_Problem_
After locating the line that contains "Target: snowflake emblem on sign" in the following entries, reproduce it and each later line exactly, including the last.

(Excerpts from a dataset)
● ● ● ● ●

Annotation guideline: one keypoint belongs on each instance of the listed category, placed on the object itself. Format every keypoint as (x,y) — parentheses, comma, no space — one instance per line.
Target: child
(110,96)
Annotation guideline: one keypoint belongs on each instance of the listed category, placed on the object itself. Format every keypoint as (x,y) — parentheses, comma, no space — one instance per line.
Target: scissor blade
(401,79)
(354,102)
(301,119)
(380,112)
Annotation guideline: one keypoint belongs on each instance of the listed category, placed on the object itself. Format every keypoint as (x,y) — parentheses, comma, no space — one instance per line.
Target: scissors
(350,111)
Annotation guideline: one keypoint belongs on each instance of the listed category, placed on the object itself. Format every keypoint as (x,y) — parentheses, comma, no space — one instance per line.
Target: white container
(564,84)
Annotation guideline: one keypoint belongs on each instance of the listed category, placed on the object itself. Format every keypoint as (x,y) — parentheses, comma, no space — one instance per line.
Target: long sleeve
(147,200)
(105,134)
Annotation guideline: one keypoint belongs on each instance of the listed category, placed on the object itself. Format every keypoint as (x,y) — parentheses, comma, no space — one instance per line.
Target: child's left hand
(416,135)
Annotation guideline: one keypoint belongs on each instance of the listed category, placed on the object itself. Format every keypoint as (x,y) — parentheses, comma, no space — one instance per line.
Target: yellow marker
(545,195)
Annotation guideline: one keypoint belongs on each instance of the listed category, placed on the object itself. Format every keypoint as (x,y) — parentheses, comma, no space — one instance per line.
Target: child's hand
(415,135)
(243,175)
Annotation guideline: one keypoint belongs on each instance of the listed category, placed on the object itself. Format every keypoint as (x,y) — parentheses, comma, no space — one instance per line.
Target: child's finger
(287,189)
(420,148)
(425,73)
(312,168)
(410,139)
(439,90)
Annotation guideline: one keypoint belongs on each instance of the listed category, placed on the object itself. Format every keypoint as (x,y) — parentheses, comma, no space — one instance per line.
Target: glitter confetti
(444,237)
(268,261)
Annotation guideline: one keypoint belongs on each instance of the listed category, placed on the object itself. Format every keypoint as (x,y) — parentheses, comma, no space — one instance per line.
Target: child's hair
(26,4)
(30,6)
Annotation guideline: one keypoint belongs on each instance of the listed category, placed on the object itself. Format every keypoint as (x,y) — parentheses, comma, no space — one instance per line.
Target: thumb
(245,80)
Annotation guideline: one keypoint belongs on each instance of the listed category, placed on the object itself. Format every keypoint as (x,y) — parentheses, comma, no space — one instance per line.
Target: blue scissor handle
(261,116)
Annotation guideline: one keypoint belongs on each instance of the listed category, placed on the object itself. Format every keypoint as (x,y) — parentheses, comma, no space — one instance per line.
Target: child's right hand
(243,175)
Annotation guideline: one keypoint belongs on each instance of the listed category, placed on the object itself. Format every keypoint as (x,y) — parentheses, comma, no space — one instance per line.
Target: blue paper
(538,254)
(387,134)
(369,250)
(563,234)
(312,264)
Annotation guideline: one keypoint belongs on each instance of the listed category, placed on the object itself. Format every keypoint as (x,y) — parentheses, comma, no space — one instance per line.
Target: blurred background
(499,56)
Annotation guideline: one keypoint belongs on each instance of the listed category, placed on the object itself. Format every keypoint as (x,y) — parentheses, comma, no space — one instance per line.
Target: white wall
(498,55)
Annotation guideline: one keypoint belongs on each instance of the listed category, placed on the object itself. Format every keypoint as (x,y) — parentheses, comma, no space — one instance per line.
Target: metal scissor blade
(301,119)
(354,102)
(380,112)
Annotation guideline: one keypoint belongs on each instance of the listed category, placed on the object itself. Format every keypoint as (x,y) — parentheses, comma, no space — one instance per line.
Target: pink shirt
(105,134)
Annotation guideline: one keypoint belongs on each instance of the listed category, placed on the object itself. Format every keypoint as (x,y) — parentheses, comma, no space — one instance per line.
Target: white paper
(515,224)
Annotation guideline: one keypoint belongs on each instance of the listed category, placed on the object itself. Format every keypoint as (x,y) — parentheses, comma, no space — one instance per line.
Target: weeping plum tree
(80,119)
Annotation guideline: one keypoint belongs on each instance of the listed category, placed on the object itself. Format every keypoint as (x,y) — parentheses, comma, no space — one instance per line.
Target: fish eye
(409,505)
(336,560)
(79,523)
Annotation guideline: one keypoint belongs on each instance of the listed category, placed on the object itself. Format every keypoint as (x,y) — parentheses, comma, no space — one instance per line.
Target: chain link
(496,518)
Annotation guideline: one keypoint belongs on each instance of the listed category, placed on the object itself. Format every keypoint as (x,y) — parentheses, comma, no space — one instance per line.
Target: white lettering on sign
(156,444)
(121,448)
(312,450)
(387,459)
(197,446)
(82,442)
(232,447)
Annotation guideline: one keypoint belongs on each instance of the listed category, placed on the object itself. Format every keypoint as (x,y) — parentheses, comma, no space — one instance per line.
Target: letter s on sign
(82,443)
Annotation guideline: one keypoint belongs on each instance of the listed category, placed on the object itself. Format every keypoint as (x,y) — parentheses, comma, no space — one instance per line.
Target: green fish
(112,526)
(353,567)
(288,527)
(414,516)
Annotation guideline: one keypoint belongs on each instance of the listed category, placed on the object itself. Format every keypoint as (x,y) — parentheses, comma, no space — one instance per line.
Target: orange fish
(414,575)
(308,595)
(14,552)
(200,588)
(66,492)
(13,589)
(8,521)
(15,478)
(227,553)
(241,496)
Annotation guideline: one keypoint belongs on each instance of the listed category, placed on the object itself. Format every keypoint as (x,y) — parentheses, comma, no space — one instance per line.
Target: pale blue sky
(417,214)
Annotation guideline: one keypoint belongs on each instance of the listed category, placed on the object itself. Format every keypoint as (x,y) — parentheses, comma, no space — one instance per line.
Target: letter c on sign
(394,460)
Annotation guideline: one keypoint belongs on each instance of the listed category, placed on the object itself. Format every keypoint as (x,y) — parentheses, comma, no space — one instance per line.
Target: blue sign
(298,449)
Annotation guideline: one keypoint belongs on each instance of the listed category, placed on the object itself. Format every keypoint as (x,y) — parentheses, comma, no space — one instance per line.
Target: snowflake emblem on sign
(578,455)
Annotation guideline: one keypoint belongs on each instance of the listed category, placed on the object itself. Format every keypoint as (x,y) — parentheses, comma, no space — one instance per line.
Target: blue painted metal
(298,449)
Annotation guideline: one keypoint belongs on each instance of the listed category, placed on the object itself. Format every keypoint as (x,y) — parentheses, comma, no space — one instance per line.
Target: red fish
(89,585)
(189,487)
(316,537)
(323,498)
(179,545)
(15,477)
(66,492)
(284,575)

● ● ● ● ●

_Answer to this problem_
Target: snowflake emblem on sign
(578,455)
Annotation guideline: one keypoint belongs on each instance of the listed category, placed on the object itself. Format every keypoint as (x,y) — parentheses, comma, no space — one instance per line.
Target: blue painted metal
(298,449)
Annotation guideline: one keypoint belongs on each instance of the listed category, placed on the object itself. Format every keypoint as (x,y) — parentheses, comma, no space — one instance per line.
Target: red fish
(89,585)
(189,487)
(316,537)
(323,498)
(179,545)
(15,477)
(66,492)
(284,575)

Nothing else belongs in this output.